Extracted entries start

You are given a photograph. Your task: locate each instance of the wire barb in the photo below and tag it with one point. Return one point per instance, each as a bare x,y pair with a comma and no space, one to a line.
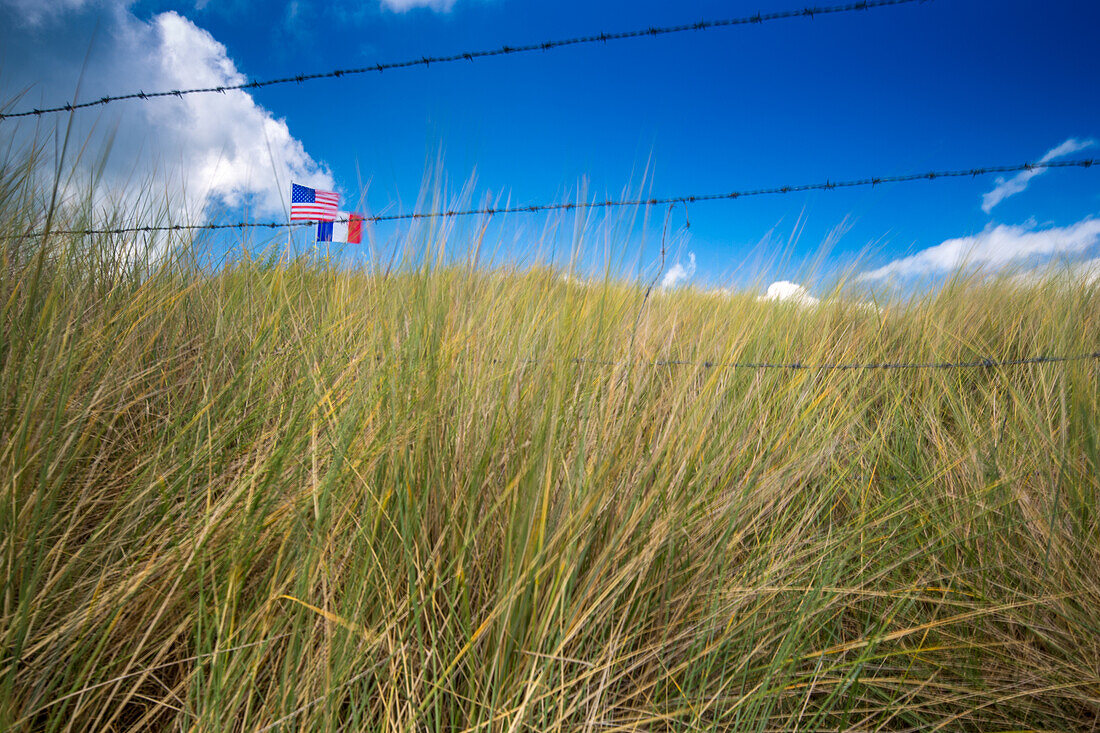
569,206
470,55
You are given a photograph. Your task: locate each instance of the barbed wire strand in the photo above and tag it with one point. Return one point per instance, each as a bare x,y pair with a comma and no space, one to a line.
472,55
490,210
986,362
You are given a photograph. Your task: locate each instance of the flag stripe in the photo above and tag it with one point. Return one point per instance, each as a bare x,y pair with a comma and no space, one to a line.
311,205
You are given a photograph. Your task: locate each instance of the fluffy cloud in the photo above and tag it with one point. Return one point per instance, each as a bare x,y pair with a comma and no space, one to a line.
785,291
404,6
994,247
679,274
1019,182
197,152
34,12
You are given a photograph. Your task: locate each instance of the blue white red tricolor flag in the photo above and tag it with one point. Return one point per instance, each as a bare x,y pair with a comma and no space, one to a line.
311,205
345,228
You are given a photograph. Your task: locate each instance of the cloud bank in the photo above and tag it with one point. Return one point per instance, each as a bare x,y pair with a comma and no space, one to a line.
1019,183
405,6
678,274
785,291
997,245
197,152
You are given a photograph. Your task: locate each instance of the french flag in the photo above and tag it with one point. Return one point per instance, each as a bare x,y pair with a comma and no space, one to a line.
347,228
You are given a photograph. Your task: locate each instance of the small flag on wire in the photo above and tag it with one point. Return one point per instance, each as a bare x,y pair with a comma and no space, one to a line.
311,205
344,228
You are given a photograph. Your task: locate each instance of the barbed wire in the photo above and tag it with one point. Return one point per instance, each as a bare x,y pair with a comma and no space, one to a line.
986,362
472,55
490,210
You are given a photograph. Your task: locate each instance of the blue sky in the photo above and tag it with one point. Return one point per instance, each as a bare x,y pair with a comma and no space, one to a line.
949,84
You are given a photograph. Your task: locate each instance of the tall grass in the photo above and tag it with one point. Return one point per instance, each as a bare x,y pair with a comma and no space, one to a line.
283,494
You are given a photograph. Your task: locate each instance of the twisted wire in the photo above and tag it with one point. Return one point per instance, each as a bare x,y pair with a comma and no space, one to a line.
472,55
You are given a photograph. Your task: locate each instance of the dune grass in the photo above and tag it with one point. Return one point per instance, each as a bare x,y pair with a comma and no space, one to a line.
284,494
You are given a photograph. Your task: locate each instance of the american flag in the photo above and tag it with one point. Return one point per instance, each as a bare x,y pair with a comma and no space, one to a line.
311,205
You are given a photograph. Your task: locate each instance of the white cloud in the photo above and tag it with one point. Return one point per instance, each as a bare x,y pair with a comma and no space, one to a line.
194,152
785,291
1019,183
405,6
994,247
679,274
34,12
1086,272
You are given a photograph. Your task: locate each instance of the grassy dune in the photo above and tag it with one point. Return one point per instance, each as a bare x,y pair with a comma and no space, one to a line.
289,495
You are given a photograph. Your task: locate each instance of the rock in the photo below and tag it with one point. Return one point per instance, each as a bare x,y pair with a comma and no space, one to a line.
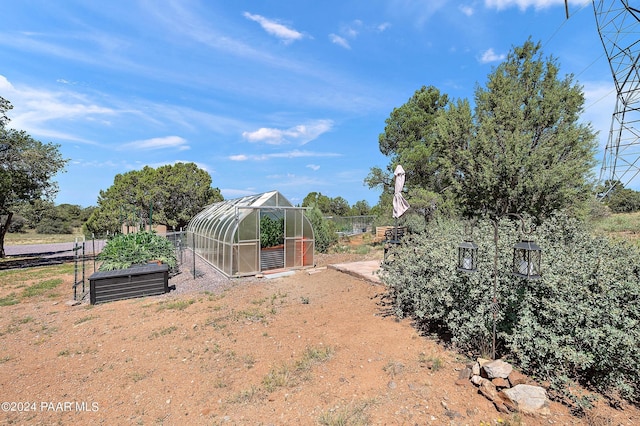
477,380
499,382
529,399
465,373
497,368
490,392
483,361
517,378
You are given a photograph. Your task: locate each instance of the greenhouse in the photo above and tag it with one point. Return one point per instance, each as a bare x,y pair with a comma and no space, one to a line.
252,234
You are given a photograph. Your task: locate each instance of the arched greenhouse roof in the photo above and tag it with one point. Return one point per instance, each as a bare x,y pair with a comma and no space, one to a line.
230,235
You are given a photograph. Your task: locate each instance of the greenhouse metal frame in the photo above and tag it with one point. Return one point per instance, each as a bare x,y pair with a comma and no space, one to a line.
227,235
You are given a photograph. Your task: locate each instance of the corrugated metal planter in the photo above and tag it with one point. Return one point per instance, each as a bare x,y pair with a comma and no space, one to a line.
136,281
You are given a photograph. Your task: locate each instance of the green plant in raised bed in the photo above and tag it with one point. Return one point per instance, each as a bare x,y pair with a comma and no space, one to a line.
126,250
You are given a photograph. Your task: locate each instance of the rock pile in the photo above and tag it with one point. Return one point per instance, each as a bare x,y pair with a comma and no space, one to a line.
509,390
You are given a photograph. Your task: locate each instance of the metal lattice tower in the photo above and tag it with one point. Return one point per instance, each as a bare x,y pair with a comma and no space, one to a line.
619,28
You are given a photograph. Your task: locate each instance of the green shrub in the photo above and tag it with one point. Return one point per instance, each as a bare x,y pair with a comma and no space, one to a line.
125,250
579,322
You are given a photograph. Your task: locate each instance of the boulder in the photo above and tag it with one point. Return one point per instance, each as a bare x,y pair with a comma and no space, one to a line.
529,399
497,368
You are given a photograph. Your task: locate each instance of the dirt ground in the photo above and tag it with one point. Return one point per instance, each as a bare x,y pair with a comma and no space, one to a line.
304,349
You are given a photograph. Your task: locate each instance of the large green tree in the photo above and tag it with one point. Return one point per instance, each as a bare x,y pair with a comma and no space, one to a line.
171,194
426,136
522,150
531,154
26,169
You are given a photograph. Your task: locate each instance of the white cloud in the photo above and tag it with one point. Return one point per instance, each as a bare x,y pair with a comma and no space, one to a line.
238,157
490,56
340,41
157,143
466,10
287,35
290,154
524,4
300,134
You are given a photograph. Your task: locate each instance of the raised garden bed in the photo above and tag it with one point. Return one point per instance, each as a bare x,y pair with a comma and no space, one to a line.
136,281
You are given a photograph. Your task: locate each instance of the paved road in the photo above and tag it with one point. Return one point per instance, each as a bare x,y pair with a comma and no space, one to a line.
54,249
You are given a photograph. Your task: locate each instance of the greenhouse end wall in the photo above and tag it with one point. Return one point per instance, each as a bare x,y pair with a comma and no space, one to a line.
227,235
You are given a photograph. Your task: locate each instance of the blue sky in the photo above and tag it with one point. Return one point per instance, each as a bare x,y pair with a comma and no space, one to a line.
264,95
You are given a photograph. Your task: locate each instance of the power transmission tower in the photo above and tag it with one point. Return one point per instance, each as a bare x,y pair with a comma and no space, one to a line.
619,28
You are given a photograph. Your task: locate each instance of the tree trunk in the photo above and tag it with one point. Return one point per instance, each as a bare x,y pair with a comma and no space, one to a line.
3,231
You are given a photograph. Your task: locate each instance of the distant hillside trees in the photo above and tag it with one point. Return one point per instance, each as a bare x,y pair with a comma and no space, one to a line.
47,218
521,150
171,194
337,206
27,167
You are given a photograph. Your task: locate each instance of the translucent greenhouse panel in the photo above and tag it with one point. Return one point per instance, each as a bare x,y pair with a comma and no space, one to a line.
307,252
307,229
248,228
248,255
292,257
225,260
293,223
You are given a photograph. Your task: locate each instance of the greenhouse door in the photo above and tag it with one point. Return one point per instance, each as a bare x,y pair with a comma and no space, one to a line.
271,239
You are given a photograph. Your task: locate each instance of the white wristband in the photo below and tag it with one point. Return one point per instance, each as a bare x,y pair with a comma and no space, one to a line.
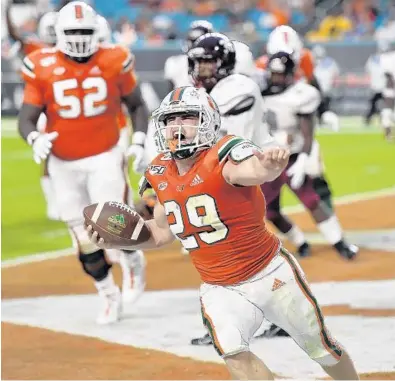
32,137
389,93
139,138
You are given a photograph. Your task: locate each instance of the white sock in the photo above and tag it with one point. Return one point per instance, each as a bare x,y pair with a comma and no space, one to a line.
113,255
296,236
49,194
133,269
331,230
126,269
107,285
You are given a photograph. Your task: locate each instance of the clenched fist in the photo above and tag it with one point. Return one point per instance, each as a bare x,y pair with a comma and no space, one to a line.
275,158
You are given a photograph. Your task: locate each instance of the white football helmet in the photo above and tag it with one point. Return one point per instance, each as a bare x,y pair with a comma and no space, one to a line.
285,39
46,28
104,30
77,30
191,101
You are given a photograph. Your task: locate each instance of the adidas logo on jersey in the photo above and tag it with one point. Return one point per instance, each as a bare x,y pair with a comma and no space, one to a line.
277,284
196,181
95,70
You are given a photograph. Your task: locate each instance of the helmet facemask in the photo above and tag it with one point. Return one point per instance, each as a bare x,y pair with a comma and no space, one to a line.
80,44
183,140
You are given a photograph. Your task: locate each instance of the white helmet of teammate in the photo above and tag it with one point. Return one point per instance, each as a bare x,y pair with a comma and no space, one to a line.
104,30
285,39
186,101
77,30
46,28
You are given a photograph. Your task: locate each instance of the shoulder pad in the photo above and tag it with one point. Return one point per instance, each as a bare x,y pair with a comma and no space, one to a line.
143,185
118,57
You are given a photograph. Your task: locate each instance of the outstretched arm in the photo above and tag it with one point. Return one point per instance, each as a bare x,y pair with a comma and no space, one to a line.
260,168
11,28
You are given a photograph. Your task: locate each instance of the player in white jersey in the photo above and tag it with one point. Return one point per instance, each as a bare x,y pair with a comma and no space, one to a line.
176,67
291,106
212,61
377,82
325,71
388,112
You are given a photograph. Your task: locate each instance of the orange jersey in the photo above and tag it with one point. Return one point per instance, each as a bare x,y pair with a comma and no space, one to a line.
304,70
122,120
82,102
221,225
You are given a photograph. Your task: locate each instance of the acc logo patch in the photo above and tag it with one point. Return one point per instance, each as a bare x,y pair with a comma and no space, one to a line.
166,157
156,169
162,185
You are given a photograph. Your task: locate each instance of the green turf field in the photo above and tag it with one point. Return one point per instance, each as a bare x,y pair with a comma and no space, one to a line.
356,160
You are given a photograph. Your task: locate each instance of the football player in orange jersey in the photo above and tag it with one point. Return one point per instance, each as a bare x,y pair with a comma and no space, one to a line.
80,86
210,199
47,38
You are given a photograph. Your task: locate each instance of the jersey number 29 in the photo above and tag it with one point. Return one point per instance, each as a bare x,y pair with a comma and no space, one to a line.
91,103
202,213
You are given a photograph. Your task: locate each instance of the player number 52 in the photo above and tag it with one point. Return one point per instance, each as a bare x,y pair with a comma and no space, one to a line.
72,106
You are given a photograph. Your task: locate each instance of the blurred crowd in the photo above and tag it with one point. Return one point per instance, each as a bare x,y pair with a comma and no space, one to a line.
155,22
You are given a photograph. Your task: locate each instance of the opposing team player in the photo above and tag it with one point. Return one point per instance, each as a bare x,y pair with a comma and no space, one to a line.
388,112
284,38
326,71
219,216
80,86
46,32
291,108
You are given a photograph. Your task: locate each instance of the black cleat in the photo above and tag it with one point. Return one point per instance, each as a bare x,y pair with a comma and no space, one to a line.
347,251
273,331
204,340
304,250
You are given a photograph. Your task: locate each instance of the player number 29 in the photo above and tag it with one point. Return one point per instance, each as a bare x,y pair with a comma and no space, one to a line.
72,106
202,213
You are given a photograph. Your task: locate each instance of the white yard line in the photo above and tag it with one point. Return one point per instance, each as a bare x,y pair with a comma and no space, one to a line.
347,199
36,257
343,200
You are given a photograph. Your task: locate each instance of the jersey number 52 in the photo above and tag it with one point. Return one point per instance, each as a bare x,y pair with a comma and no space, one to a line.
91,104
202,213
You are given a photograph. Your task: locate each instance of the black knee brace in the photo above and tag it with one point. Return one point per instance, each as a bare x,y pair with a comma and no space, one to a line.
321,186
95,264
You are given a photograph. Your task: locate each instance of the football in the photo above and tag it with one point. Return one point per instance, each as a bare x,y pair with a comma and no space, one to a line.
116,222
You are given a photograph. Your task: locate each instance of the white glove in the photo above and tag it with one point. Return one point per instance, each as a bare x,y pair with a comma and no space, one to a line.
41,144
298,171
136,150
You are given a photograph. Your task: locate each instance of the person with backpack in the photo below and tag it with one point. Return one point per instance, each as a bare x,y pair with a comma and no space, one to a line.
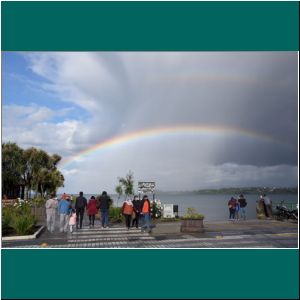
127,211
80,205
104,203
92,210
64,207
137,209
145,214
51,206
237,211
243,203
72,219
231,206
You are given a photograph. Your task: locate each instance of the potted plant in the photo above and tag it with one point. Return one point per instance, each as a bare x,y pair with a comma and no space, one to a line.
192,221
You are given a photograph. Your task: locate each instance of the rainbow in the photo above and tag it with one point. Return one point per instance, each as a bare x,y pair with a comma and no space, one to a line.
167,131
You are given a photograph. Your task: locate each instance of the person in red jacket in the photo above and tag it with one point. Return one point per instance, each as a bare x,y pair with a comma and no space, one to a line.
232,206
127,211
92,210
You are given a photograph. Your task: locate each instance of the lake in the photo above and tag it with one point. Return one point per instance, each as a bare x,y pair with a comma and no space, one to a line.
213,207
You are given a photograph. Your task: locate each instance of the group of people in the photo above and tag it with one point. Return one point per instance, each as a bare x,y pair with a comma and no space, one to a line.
135,211
71,215
237,206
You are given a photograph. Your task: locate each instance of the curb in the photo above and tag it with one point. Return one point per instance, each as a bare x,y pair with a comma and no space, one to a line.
24,237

Extracted entries end

Objective => Emit verbatim the lines running from the one with "the person in" through the last line of the data, both endpoints inclusive.

Task answer =>
You are given a photograph. Your task: locate each instance of the person in red jacket in the photo above and tag it with one point. Return one point per instance, each as a bare x,y pair with a comma and no space, one to a line.
232,206
127,211
92,210
You are given a photograph. Your task: locate each instance of the lake in the photo above and tag it with one point. Return one point per instance, each as a bare x,y pair with a comma and no space, one to a line.
213,207
You are given a photograph. Your task: locate each instance of the group of people in the photo above and tag it with one point. Return one point per instance, each as a bare x,y pair with a comma and no space, one to a line.
135,211
71,215
237,206
You are given a photograph. Your task: locate each instance of the curb in the photo above and tag it with one point. Return one point per instance, each as a bare x,y pair with a comma and no space, one to a line.
24,237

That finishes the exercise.